■ **AIM OF THE EXERCISE**
Every entry below has to appear again in your reply, word for word, but no picture may.

Point localization data:
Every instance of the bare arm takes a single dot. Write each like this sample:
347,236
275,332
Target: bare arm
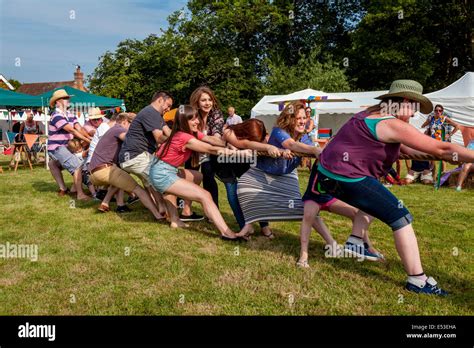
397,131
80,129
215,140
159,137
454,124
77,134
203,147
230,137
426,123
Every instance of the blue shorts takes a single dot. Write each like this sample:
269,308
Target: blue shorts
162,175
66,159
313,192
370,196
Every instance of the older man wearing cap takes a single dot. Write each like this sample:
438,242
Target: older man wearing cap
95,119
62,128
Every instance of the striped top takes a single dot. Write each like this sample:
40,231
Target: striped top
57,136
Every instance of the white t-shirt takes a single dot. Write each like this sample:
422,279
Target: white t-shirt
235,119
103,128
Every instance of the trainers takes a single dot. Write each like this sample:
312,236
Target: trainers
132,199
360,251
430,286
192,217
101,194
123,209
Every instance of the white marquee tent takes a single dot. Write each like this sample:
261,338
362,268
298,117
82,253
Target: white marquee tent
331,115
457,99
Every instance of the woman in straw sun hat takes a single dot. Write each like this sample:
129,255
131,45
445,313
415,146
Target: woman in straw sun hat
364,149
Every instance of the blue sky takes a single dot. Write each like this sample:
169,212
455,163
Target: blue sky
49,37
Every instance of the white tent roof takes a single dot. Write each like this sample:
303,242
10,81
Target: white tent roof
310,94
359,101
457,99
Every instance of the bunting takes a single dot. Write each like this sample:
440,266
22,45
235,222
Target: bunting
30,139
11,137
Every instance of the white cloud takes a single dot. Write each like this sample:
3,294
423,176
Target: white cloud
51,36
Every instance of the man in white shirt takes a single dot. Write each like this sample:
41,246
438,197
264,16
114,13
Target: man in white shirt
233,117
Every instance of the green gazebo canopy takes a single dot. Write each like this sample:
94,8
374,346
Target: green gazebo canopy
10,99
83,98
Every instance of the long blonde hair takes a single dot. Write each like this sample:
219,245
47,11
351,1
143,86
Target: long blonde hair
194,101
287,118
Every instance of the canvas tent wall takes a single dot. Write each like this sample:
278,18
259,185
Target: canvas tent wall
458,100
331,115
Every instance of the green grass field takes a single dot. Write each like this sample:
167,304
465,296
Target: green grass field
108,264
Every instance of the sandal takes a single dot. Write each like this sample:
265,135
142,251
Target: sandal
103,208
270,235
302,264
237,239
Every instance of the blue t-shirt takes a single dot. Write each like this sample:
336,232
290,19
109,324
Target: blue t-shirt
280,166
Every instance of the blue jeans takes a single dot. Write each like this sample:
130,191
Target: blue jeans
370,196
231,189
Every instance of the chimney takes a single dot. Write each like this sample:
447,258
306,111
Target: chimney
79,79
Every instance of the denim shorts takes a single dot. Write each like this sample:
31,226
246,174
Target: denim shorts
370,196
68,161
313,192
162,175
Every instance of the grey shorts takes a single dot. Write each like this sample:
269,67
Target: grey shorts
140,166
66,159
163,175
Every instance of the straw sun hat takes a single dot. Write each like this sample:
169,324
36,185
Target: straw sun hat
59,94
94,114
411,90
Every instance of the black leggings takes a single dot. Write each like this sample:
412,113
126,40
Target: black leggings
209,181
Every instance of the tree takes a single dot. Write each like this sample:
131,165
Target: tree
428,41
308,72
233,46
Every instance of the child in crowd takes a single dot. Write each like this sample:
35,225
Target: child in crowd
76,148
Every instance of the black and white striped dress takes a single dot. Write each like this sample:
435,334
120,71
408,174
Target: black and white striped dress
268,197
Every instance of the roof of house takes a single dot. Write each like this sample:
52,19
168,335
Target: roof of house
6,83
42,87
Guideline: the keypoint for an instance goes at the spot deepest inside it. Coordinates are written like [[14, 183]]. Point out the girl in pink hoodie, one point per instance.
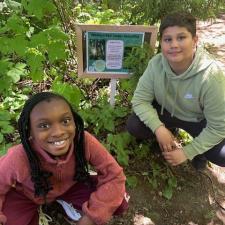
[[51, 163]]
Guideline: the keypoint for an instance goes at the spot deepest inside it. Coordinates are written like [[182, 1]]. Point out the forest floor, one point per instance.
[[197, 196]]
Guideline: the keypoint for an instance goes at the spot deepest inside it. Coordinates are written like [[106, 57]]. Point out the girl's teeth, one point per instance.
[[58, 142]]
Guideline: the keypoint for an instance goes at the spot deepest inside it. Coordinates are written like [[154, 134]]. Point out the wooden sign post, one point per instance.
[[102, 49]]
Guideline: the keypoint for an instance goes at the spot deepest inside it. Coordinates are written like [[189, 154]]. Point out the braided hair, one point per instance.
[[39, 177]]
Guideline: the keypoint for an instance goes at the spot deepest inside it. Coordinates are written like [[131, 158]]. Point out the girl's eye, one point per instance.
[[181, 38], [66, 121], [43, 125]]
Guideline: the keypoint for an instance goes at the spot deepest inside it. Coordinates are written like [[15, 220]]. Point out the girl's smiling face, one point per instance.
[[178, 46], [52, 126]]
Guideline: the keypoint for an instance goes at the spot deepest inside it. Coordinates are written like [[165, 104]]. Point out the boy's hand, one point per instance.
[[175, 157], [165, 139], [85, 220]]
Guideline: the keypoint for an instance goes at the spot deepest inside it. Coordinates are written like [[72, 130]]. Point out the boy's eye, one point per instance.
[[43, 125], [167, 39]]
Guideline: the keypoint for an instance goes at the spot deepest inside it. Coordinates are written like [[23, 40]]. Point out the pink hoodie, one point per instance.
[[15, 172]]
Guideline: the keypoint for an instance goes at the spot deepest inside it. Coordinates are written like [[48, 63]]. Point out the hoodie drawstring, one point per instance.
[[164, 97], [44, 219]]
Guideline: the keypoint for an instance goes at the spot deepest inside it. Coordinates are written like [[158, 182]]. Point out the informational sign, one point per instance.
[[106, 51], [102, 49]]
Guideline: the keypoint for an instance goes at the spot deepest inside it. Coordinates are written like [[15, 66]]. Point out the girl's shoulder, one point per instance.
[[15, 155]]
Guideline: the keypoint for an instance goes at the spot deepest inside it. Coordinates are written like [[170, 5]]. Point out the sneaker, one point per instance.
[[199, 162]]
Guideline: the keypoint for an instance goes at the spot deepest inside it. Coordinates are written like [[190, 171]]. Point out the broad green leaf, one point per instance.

■ **EXPECTED OUTPUT**
Every instance of the bare arm takes a single dot. Write each like this sample:
347,236
275,332
Target: bare arm
397,131
80,129
215,140
159,137
454,124
77,134
203,147
230,137
426,123
Every instance of the blue shorts takes a single dot. Write each like this sample:
269,308
Target: blue shorts
162,175
66,159
313,192
370,196
Every instance of the older man wearing cap takes a single dot. Write each like this sample:
438,242
Target: older man wearing cap
95,119
62,128
Every instance of the striped top takes a single dot. Write each like this sample:
40,231
Target: striped top
57,136
Every instance of the white t-shirt takes a single dot. Write each like this sample:
422,279
Target: white t-shirt
235,119
103,128
Every instance of the trainers takes a single dot. Write each like this sample:
312,236
Target: trainers
132,199
360,251
430,286
192,217
101,194
123,209
Every instance of the white marquee tent takes a single dot. Write each like this sample:
261,338
362,268
298,117
82,253
Target: white marquee tent
331,115
457,99
Every instance of the woman in straw sun hat takes a single dot. Write each like this sample:
129,255
131,45
445,313
415,146
Target: woman in straw sun hat
364,149
Every instance of the blue sky takes a single dot. Write each like this sample:
169,212
455,163
Target: blue sky
49,37
Every instance of the white tent roof takes a single dot. Write each like this sample:
303,242
10,81
Target: white tent roof
310,94
359,101
457,99
Every instance of the bunting takes a single dot. Write each like this sample:
440,266
22,45
235,222
Target: bunting
30,139
11,137
Every instance of the white cloud takes a single dot. Write each like this sample:
3,294
423,176
Target: white cloud
51,36
Every instance of the man in white shirt takes a single dot. Write each like this sample:
41,246
438,197
264,16
114,13
Target: man in white shirt
233,117
Every instance of the green gazebo canopy takes a single dot. Write each like this sample:
94,8
374,346
Target: green gazebo canopy
10,99
83,98
Every instance of the long blonde hair takes a single dot. Write each like this sample:
219,245
47,11
351,1
143,86
Target: long blonde hair
194,101
287,118
Every instance of the canvas tent wall takes a single dot. Write each like this sample:
278,18
259,185
Target: canvas tent wall
458,100
331,115
Every instance of the green grass field takes a single dot. Write each like this sample:
167,304
465,296
Target: green grass field
108,264
Every instance of the sandal takes a single dot. Write each like this sample:
265,135
142,251
Target: sandal
103,208
270,235
302,264
237,239
Every instance of the blue t-shirt takes a single dot. Write each like this sample:
336,232
290,19
109,324
Target: blue t-shirt
280,166
Every instance of the blue jeans takes a single dot. Write each like this sample:
130,191
Target: blue jeans
370,196
231,189
Every instance of the chimney takes a single dot. Write each like this sample:
447,258
306,111
Target: chimney
79,79
Every instance of the denim shorts takes a single dot. Write each like this sample:
31,226
246,174
Target: denim shorts
370,196
68,161
313,192
162,175
Every instance of the grey shorts takes a single dot. Write each like this sample:
269,67
Target: grey shorts
140,166
66,159
163,175
Every instance of the straw sun hat takes a single dot. Write each like this sample:
169,324
36,185
Target: straw sun hat
59,94
94,114
411,90
Every instance of the black leggings takes a single dot. Write each like this sample:
412,113
126,40
Target: black leggings
209,181
Every instance of the tree takes a single dot. Write each like this sample:
131,165
Target: tree
428,41
308,72
233,46
Every instance of the child in crowd takes a single dot. Write each like this sample:
35,225
Target: child in crowd
76,148
Every instance of the black and white striped dress takes a single dot. Write each like this sample:
435,334
120,71
408,174
Target: black and white striped dress
268,197
Every instance of the roof of house takes a single dot. Write each like this sample:
52,19
168,335
Target: roof of house
6,83
42,87
Guideline: the keypoint for an instance goes at the spot deepest inside it. Coordinates are written like [[14, 183]]. Point out the girl in pink hoodie, one point per instance.
[[51, 163]]
Guideline: the keypoint for an instance goes at the spot deepest inside it. Coordinates are written like [[182, 1]]. Point out the forest floor, one point per instance.
[[197, 196]]
Guideline: the keypoint for an instance goes at the spot deepest inside it. Coordinates are written like [[106, 57]]. Point out the girl's teeth, one point per instance.
[[58, 142]]
Guideline: the keypoint for an instance goes at the spot deepest inside it. Coordinates are written like [[154, 134]]. Point out the wooden sign post, one point per instance.
[[102, 49]]
Guideline: the keypoint for an instance goes at the spot deepest inside it. Coordinates are written like [[189, 154]]. Point out the braided hair, one point per instance.
[[39, 177]]
Guideline: the keypoint for an instance goes at the spot deepest inside it. Coordinates are written like [[131, 158]]. Point out the girl's eye, one point per instance.
[[181, 38], [66, 121], [43, 125]]
Guideline: the keypoint for an instance goes at the spot deepest inside it. Coordinates are written like [[15, 220]]. Point out the girl's smiling face, one point per instance.
[[178, 46], [52, 126]]
Guideline: the keypoint for an instance goes at the spot deepest inside it. Coordinates are written like [[165, 104]]. Point out the boy's hand, one point per instance.
[[175, 157], [165, 139], [85, 220]]
Guideline: the keypoint for an instance goes at the spot deepest inside it. Coordinates are written like [[72, 130]]. Point out the boy's eye, one point per instance.
[[43, 125], [167, 39]]
Guideline: the keypoint for an instance goes at the spot deepest inside it. Coordinates are written like [[23, 40]]. Point out the pink hoodie, one point per instance.
[[15, 172]]
Guideline: the keypoint for an instance goes at the spot deepest inside it. Coordinates are written like [[48, 63]]. Point out the hoodie drawstring, one point per instance.
[[164, 97], [44, 219]]
Guideline: the keypoint for an instance goes at the spot deepest inside it. Coordinates are written like [[158, 182]]. Point out the informational sign, one point per instance.
[[106, 51], [102, 49]]
Guideline: the keypoint for an instance goes at the spot deepest inside it. Coordinates are written like [[15, 66]]. Point out the girl's shoulder, one point per instance.
[[15, 155]]
Guideline: the keypoint for an instance goes at the spot deepest inside it. Coordinates are written like [[170, 5]]. Point out the sneaker, one point per instance.
[[199, 162]]
Guideline: the keypoint for an instance goes at the spot deepest inside it. Coordinates are written like [[190, 171]]. Point out the broad green leaf, one point per instance.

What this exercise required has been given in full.